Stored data
━━━━━━━━━━━━━━━━━━━━━━━━━━━━━━

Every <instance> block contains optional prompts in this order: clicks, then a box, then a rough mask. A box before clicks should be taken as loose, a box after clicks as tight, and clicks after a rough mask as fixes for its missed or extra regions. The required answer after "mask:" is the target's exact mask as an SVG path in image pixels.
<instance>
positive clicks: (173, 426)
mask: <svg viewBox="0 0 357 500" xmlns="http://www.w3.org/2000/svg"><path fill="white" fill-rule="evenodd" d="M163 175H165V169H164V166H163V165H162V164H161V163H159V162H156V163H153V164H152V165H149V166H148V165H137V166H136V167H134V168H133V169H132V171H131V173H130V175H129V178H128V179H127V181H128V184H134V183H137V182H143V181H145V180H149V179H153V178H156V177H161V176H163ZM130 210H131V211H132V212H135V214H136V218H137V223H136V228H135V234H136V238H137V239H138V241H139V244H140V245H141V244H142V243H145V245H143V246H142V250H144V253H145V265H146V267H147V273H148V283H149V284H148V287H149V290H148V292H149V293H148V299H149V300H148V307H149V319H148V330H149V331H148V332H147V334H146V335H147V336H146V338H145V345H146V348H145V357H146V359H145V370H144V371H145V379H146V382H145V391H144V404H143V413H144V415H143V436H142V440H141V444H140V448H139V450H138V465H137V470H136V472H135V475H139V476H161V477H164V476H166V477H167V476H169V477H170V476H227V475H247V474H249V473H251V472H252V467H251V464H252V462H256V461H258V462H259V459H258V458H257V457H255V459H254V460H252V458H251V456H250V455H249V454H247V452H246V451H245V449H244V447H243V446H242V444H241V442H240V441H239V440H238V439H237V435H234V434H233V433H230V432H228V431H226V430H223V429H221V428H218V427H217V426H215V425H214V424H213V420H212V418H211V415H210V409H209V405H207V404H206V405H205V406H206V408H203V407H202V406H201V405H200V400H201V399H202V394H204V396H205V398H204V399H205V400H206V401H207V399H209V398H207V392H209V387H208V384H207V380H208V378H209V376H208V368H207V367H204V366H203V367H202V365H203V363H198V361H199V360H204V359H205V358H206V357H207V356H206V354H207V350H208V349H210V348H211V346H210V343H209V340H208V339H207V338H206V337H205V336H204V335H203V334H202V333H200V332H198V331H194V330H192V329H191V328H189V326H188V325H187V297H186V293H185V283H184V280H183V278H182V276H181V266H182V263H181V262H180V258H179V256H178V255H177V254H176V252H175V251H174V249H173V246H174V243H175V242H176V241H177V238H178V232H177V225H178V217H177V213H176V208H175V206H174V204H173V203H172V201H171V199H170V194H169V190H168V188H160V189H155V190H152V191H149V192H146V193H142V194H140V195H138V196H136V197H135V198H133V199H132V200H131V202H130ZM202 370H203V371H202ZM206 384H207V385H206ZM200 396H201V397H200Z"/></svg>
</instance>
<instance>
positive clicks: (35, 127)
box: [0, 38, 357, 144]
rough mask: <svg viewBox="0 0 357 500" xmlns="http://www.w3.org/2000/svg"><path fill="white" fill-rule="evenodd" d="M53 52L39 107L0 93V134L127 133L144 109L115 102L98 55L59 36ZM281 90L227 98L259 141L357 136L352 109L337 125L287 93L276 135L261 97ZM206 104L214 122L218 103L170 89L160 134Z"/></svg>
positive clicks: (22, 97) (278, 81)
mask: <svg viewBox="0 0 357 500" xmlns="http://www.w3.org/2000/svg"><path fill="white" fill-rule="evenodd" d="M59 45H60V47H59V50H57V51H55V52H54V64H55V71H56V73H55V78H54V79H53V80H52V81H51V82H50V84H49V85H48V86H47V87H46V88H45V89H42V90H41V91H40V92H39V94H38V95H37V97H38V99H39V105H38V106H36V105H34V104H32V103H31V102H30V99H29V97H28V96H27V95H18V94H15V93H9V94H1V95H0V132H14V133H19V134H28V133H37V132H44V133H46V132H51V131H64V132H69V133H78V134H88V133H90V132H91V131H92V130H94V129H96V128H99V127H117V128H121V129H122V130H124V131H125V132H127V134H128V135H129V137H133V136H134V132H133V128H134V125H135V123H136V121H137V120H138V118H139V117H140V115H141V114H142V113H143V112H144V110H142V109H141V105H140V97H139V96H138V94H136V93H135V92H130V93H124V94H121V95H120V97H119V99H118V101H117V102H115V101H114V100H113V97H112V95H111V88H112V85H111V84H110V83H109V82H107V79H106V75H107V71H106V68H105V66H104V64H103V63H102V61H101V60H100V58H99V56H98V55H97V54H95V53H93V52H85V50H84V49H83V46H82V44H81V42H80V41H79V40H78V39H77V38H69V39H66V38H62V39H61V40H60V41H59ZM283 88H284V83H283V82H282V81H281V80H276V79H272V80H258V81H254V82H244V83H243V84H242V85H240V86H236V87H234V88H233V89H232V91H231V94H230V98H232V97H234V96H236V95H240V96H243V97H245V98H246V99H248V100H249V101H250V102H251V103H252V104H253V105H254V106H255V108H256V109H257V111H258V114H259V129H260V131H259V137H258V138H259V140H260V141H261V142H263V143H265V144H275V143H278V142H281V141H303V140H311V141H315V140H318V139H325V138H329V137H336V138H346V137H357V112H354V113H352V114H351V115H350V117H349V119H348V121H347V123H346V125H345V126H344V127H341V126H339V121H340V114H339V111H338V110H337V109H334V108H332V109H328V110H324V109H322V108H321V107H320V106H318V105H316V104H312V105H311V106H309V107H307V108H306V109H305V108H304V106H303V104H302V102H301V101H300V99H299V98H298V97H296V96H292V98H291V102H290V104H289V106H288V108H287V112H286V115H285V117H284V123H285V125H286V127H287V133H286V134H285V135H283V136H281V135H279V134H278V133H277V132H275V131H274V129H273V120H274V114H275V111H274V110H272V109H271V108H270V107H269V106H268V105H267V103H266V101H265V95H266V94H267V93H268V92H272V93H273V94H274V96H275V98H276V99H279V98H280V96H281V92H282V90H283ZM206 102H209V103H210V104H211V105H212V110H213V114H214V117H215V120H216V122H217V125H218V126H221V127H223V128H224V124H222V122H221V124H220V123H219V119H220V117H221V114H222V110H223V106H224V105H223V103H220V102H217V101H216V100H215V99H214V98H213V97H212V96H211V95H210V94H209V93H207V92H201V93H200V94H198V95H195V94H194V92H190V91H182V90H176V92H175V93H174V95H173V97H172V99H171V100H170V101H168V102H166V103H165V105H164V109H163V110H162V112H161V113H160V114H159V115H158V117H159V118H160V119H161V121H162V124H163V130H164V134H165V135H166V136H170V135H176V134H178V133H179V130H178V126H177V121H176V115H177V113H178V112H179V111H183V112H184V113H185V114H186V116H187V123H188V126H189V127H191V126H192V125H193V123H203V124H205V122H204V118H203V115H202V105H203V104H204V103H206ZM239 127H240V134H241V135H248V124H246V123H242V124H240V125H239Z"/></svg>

━━━━━━━━━━━━━━━━━━━━━━━━━━━━━━

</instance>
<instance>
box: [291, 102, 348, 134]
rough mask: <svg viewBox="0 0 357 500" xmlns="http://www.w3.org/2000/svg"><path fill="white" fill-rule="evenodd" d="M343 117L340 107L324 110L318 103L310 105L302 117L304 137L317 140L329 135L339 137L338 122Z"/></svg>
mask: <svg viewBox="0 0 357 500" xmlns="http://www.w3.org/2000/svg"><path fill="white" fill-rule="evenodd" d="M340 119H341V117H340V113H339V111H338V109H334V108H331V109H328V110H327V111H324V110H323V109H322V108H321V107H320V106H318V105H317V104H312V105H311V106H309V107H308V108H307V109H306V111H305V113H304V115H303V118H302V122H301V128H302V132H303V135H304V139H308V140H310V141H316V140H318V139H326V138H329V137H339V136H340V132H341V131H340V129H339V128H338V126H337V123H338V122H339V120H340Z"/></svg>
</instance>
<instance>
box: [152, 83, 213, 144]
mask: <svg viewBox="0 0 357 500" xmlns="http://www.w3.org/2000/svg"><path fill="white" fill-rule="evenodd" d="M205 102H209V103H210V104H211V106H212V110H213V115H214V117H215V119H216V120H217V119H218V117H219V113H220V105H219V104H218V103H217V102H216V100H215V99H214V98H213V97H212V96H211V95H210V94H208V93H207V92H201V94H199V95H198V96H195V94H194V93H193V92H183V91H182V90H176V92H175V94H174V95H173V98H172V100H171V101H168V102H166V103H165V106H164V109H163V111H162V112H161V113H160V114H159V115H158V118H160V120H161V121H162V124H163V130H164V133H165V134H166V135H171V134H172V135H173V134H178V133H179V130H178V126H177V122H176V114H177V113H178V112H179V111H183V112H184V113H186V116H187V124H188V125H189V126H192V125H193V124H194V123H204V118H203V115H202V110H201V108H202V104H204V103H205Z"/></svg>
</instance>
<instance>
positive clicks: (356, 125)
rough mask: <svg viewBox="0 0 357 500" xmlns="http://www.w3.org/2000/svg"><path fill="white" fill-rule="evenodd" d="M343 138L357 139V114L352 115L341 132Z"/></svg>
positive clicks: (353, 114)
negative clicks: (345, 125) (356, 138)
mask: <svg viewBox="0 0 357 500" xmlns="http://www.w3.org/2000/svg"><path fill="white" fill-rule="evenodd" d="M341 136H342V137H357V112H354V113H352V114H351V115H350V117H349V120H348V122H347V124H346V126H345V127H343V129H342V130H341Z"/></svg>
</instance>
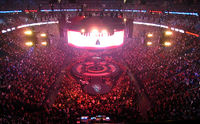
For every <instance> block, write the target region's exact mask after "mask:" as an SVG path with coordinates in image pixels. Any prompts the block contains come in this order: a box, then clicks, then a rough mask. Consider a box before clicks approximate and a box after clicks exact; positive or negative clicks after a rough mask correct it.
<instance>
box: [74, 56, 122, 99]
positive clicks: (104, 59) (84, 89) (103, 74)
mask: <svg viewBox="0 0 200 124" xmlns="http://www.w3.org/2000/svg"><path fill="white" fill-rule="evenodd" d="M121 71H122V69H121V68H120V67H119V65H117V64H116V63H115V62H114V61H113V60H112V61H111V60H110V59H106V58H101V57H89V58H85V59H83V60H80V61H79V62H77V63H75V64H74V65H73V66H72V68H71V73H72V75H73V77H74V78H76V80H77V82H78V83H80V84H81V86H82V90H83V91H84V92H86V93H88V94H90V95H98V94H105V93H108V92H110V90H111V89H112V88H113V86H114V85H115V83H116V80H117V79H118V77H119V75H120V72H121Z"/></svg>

━━━━━━━━━━━━━━━━━━━━━━━━━━━━━━

#### [WHAT IS NEEDED]
In the records above, some lines may contain the word "block"; copy every one of them.

#### [ANSWER SPACE]
Every <instance> block contains optional prompts in this order: clicks, then a box, then a rough mask. A box before clicks should be taken as loose, a box after clicks as tight, and clicks after a rough mask as fixes for its missed or extra regions. The required answer after "mask:" is the target's exact mask as an SVG path in image pixels.
For every <instance> block, write the target region's exact mask after "mask:" as an SVG path with coordinates in image pixels. Any prompts the block contains come in this order: a box, then clicks, then a rough mask. Consider a box before clicks approximate and a box after clicks exact; positive or negative clicks after a rough mask correct it.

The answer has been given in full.